→ WHAT TO PRODUCE:
Every line of the material that follows must be printed again exactly.

Position identification records:
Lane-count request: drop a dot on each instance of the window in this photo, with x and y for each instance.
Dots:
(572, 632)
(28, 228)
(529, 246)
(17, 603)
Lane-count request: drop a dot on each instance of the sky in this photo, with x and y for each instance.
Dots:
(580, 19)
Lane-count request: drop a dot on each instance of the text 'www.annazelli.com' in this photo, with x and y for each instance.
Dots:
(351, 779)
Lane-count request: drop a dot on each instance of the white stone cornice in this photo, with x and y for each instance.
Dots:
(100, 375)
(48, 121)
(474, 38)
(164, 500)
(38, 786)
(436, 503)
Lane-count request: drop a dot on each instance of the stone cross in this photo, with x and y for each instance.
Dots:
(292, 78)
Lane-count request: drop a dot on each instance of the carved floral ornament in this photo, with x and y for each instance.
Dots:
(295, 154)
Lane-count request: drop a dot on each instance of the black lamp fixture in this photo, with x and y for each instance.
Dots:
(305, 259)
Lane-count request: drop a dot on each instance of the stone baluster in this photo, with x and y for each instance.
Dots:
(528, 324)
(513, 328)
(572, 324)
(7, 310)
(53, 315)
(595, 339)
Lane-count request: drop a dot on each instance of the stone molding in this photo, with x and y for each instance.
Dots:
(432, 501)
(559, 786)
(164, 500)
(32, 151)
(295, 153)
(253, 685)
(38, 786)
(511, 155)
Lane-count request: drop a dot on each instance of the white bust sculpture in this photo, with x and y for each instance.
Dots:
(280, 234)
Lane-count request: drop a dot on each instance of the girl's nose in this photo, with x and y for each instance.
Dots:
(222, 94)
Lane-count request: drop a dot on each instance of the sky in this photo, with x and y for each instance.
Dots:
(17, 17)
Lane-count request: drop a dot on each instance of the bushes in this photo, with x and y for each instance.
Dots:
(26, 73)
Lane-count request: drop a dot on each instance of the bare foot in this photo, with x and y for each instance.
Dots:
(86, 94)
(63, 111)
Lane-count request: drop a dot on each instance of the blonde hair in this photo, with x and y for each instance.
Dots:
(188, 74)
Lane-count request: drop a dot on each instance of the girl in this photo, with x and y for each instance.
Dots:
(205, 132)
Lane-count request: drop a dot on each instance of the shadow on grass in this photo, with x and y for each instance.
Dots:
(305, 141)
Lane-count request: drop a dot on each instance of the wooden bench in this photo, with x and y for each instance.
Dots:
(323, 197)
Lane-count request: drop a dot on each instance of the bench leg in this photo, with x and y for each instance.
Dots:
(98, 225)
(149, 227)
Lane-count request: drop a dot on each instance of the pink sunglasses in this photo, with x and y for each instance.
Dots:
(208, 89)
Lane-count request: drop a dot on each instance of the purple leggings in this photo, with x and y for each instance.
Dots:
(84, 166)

→ WRITTEN ANSWER:
Lane-count request: drop a dot on each instance of the window in this photo, with x and y for each instance.
Dots:
(572, 632)
(28, 228)
(529, 246)
(17, 603)
Lane-count request: drop a dot on each instance of the sky in this photo, with x and y for each instance.
Dots:
(580, 19)
Lane-count request: drop a dot on each instance of the text 'www.annazelli.com' in this photo, with x and y for each instance.
Dots:
(351, 779)
Lane-count request: drop a dot on each instance of the white stone cornice in this photo, with x and y for each instance.
Dots:
(100, 375)
(48, 121)
(474, 38)
(164, 500)
(38, 786)
(436, 503)
Lane-count request: drop a dot on each instance of the stone cross in this photo, with x and y for each instance.
Dots:
(292, 78)
Lane-count request: drop a dot on each instance of the carved floral ornament in this photo, with x and y for each instance.
Dots:
(295, 154)
Lane-count request: drop a dot on each instance of the black lamp fixture in this photo, with x and y for each instance.
Dots:
(305, 259)
Lane-count request: drop a dot on each instance of the stone baluster in this photo, with x and y for each instance.
Dots:
(528, 324)
(513, 328)
(572, 324)
(7, 310)
(53, 315)
(595, 339)
Lane-count request: drop a dot on each instance of the stone molding in this photo, with x and y for each instance.
Dots:
(432, 501)
(559, 786)
(164, 500)
(32, 151)
(295, 153)
(253, 685)
(38, 786)
(511, 155)
Lane-count request: drop a dot on each instance of the white bust sculpture in this photo, with x and y for each instance.
Dots:
(280, 234)
Lane-count request: drop a dot on each instance of the girl's nose in this photo, with x and y for each instance.
Dots:
(222, 94)
Lane-count request: drop a dot on each instance of the sky in this photo, with x and y for each instance.
Dots:
(17, 17)
Lane-count request: drop a dot on each instance of the bushes in this photo, with x and y for each instance.
Dots:
(26, 73)
Lane-count request: drop a dot on each instance of the bare foot in this photo, with x and y for each instance.
Dots:
(86, 94)
(63, 111)
Lane-count request: drop a dot on each instance of the blonde hair in this photo, with x and y for each instance.
Dots:
(188, 74)
Lane-count request: drop a dot on each instance of the girl in this photo, with x and y for each instance.
Dots:
(205, 132)
Lane-count request: drop a dot on each instance of the shadow on grass in this photo, with x and y for each instance.
Dots:
(305, 141)
Lane-count request: drop a dot on each instance of the wooden bench in this photo, with x and y for each instance.
Dots:
(323, 197)
Lane-count request: drop a dot on each instance of the bench leg in this photo, with x and y for each instance.
Dots:
(98, 225)
(149, 227)
Lane-count request: drop a dot on each instance of the pink sunglasses in this photo, with x and y for each instance.
Dots:
(208, 89)
Lane-count request: drop a dot on each instance of the purple leggings in this photo, with x and y for each instance.
Dots:
(84, 166)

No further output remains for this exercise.